--- Start ---

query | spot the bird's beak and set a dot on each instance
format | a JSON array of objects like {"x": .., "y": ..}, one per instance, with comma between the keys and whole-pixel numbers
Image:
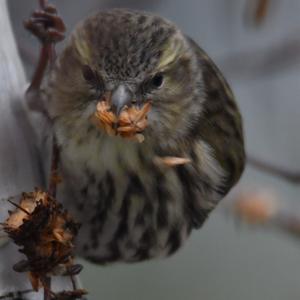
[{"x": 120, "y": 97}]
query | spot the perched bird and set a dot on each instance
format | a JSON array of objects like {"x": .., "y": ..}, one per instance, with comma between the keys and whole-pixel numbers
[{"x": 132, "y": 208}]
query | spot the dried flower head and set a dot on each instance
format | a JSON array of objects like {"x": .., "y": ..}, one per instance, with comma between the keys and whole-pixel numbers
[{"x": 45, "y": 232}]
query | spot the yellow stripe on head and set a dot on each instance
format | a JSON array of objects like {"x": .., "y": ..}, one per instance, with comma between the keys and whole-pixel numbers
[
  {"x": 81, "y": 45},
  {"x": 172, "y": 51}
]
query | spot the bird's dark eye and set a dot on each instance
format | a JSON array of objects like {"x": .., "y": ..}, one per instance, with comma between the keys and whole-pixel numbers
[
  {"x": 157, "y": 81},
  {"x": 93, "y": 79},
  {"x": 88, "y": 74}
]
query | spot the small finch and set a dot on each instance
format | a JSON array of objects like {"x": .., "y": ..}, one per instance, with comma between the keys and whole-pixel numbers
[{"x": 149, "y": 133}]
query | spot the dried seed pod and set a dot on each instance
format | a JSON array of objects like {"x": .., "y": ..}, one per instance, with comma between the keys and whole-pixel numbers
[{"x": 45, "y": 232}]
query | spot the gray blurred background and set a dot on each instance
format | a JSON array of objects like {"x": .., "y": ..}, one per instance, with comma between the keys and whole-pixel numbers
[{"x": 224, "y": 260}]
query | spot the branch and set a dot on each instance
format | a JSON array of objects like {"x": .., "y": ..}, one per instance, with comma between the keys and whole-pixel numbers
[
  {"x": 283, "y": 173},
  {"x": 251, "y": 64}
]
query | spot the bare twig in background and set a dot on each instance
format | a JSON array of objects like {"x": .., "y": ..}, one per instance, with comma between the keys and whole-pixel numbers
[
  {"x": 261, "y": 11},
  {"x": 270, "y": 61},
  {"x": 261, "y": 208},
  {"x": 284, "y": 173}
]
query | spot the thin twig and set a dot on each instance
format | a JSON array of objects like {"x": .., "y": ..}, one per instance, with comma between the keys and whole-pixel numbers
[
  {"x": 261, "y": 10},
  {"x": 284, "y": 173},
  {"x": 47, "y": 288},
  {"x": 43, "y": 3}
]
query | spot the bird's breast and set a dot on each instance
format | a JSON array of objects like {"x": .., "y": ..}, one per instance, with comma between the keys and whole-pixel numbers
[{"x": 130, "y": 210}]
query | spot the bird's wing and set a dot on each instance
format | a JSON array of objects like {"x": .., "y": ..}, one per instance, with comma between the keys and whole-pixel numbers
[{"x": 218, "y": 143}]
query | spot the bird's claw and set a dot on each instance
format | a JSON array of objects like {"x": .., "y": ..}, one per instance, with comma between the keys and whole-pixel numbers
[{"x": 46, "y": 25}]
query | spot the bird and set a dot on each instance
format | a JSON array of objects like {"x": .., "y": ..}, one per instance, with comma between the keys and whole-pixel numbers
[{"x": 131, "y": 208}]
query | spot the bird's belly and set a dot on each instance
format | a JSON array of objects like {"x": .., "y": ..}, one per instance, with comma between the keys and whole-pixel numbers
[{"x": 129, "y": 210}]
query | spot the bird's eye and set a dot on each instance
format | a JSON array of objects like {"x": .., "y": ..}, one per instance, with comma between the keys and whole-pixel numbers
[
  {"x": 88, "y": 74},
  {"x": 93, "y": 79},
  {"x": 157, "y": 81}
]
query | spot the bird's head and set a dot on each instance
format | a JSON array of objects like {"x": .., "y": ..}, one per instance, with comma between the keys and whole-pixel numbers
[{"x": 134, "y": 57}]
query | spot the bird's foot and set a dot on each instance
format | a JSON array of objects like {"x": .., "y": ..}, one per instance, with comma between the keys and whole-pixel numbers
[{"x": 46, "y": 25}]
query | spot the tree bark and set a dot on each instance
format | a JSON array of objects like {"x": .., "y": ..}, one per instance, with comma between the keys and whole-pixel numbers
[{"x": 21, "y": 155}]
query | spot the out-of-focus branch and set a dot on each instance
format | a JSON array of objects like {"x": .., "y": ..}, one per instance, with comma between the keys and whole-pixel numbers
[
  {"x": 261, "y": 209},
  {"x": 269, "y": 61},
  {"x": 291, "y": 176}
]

--- End ---
--- Start ---

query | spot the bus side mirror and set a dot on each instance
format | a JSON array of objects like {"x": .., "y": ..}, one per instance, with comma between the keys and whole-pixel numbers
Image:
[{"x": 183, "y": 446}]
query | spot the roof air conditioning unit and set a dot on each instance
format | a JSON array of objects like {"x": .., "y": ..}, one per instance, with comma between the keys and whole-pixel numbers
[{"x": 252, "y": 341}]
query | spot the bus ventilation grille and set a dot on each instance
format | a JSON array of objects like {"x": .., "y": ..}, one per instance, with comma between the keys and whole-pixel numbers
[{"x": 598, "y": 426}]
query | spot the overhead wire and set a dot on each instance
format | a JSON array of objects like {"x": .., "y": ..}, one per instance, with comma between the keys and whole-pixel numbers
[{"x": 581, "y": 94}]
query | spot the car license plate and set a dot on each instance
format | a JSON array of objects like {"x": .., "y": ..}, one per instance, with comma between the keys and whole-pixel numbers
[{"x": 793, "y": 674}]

--- End ---
--- Start ---

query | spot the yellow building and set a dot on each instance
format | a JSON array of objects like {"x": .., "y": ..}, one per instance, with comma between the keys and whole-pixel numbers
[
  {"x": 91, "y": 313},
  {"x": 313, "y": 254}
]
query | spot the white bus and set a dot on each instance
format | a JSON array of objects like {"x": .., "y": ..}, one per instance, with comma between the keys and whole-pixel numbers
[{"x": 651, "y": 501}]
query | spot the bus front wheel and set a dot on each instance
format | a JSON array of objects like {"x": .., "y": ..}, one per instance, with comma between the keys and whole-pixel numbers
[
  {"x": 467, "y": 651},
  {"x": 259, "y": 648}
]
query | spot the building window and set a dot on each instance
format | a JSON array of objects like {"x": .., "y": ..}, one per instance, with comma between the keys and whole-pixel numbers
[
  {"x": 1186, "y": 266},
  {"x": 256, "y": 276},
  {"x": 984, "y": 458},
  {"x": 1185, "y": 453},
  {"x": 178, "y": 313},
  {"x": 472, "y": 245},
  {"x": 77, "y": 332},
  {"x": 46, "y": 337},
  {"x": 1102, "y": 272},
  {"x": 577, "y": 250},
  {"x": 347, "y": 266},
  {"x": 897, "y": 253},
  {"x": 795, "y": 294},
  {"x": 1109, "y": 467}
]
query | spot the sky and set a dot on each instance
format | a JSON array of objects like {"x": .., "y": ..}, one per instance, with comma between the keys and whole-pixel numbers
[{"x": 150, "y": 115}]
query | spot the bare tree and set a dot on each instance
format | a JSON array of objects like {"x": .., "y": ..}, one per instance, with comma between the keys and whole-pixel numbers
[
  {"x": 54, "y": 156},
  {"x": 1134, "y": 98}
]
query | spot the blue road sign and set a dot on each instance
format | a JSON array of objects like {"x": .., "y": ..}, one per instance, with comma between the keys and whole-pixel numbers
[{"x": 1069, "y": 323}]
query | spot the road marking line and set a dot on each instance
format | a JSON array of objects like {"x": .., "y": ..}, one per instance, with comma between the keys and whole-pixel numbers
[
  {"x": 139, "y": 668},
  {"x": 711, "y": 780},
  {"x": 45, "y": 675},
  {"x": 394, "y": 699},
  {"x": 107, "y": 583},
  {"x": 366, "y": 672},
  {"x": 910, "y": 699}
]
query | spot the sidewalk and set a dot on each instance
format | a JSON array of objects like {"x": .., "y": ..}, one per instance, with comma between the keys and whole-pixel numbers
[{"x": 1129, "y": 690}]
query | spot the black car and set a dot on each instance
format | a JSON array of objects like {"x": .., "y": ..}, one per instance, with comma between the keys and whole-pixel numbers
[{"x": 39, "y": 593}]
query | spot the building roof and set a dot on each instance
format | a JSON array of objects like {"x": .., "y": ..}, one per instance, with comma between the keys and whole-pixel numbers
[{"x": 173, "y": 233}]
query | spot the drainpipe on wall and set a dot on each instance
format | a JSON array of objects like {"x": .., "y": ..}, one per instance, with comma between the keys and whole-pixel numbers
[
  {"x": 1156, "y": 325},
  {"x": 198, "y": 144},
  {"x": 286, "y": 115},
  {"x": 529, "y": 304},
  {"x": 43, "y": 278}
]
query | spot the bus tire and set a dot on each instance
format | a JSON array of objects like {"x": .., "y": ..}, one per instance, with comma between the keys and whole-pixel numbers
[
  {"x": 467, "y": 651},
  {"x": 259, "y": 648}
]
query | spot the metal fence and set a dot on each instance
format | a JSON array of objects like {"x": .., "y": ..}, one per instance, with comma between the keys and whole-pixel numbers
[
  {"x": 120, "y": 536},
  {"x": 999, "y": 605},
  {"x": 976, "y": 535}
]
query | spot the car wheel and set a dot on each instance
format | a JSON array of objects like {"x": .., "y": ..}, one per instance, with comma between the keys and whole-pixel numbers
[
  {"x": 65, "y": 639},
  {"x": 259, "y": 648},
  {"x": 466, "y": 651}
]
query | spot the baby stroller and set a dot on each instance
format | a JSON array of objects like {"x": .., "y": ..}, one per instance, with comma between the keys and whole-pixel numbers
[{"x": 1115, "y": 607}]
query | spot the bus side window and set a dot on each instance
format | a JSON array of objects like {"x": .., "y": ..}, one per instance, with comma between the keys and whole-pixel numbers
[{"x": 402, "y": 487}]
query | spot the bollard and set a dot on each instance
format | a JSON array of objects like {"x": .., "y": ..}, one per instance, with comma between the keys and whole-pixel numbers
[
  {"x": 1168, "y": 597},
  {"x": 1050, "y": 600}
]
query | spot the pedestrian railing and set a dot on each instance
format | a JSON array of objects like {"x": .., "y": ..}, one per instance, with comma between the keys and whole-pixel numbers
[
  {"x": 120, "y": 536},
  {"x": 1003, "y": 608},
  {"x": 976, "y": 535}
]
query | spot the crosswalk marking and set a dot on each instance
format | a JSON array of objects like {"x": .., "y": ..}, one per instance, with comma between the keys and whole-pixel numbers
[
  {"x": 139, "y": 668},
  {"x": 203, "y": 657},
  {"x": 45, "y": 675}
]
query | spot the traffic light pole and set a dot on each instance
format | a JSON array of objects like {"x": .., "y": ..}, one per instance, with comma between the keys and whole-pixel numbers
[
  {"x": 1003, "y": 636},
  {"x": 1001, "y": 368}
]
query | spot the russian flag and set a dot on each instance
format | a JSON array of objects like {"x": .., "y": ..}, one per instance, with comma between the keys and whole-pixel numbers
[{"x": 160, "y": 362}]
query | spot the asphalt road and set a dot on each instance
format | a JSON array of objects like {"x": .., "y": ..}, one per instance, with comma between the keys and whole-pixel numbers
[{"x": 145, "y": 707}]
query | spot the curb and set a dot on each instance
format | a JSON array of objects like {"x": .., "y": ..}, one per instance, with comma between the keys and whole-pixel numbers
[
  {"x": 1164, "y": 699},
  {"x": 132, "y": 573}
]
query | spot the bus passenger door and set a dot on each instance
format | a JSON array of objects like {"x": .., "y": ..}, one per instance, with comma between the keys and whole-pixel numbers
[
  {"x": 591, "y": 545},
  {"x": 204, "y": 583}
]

--- End ---

WORK REQUIRED: Show every line of the records above that contains the string "window", matching case exactly.

EXPECTED OUTPUT:
query | spot the building window and set a dot on each instance
query | spot the bus side window and set a dot on each instance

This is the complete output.